* Texto del ejercicio *
+ + + + +
La rueda del tiempo

Objetividad y contemplación

Un peregrino tarda tres años y medio en llegar desde Tíbet a Bod Ghaya (India), el lugar en el que Buda se sentó debajo de un árbol y fundó una religión milenaria. Un joven monje budista, enfermizamente delgado y sonriente, en visible paz consigo mismo, se ha pasado todo el camino echándose cuerpo a tierra a cada paso, rezando a su Dios, en una demostración única de fe ciega y esfuerzo ímprobo. La suya era una meta casi imposible, en la que muchos han dejado la vida, un trabajo tan arduo y absurdo a los ojos de otros como el empeño de Fitzcarraldo en remontar un río intransitable. El mencionado peregrino, entrevistado por Werner Herzog, no da mayores explicaciones a su gesta, tan sólo que necesitaba acudir allí para ser instruido como monje budista, en la celebración del Kalachakra, cita anual a la que acude el Dalai Lama para participar en el dibujo efímero con arena del Mandala, el mapa de las más de 720 encarnaciones de Buda y para ordenar a los nuevos integrantes de su religión.
+ + + + +
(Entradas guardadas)

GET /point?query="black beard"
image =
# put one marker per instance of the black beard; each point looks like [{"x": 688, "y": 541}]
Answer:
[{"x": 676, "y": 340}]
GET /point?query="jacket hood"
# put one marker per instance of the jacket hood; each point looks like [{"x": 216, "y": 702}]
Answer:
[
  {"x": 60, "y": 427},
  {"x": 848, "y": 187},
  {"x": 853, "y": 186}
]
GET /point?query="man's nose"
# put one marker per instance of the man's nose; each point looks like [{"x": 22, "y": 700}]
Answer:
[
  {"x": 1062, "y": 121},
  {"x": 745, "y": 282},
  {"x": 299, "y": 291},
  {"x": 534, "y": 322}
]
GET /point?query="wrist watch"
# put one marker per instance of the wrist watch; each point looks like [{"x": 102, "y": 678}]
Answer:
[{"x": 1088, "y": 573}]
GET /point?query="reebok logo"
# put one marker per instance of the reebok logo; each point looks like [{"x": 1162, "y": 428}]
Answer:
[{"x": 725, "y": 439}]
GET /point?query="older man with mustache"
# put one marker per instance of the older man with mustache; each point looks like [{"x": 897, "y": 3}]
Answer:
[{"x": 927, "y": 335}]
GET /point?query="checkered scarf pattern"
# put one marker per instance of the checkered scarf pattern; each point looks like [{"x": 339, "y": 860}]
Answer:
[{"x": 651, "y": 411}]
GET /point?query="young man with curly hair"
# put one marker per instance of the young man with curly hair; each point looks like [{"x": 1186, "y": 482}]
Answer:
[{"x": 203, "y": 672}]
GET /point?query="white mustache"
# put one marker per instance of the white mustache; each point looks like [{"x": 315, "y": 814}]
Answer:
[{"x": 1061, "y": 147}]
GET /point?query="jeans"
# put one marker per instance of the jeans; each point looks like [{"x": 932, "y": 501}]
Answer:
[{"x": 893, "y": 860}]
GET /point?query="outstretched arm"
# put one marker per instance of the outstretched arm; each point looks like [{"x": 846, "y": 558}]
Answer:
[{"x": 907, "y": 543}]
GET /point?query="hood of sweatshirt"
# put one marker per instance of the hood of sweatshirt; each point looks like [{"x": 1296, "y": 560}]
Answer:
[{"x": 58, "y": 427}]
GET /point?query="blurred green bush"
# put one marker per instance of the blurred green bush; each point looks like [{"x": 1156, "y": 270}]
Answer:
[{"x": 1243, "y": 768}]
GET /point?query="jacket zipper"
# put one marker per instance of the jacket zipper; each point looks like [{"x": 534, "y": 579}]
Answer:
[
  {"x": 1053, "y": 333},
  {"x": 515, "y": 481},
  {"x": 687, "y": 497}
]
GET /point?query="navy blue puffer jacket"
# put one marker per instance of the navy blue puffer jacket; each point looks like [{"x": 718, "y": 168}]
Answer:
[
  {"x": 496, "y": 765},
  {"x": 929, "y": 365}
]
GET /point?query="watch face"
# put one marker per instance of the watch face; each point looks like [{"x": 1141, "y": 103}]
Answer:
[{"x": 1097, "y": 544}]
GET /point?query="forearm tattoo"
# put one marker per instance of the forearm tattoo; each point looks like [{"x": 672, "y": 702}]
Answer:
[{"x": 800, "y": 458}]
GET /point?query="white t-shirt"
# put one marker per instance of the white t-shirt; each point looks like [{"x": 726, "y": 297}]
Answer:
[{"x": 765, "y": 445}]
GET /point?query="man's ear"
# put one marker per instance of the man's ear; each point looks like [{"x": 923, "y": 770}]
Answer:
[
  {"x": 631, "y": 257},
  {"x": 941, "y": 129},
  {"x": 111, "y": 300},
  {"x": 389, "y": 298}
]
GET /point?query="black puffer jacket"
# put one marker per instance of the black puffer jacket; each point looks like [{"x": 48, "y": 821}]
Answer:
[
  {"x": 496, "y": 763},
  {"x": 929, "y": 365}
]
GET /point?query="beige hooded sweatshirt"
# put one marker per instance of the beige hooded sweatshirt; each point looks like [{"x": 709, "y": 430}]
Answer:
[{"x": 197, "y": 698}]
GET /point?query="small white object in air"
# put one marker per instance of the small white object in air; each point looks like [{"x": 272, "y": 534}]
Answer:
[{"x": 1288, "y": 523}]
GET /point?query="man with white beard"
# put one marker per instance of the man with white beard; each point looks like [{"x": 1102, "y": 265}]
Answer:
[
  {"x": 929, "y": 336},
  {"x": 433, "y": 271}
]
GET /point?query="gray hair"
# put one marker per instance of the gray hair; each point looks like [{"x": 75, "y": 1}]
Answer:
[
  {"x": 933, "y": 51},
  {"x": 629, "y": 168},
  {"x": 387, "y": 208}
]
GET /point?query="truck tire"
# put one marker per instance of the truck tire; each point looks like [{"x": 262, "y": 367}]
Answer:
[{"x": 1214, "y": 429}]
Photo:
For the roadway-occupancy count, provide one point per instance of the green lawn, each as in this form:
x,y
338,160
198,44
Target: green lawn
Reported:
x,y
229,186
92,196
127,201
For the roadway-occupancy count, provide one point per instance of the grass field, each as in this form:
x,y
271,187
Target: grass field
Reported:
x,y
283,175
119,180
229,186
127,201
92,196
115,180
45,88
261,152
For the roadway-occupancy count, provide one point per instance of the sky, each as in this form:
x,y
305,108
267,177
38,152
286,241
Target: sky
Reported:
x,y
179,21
+ + + + +
* Tarea *
Copia, por favor, el texto sobre La rueda del tiempo completo y sin cambiar nada. Las entradas proceden de otra fuente.

* Solución *
La rueda del tiempo

Objetividad y contemplación

Un peregrino tarda tres años y medio en llegar desde Tíbet a Bod Ghaya (India), el lugar en el que Buda se sentó debajo de un árbol y fundó una religión milenaria. Un joven monje budista, enfermizamente delgado y sonriente, en visible paz consigo mismo, se ha pasado todo el camino echándose cuerpo a tierra a cada paso, rezando a su Dios, en una demostración única de fe ciega y esfuerzo ímprobo. La suya era una meta casi imposible, en la que muchos han dejado la vida, un trabajo tan arduo y absurdo a los ojos de otros como el empeño de Fitzcarraldo en remontar un río intransitable. El mencionado peregrino, entrevistado por Werner Herzog, no da mayores explicaciones a su gesta, tan sólo que necesitaba acudir allí para ser instruido como monje budista, en la celebración del Kalachakra, cita anual a la que acude el Dalai Lama para participar en el dibujo efímero con arena del Mandala, el mapa de las más de 720 encarnaciones de Buda y para ordenar a los nuevos integrantes de su religión.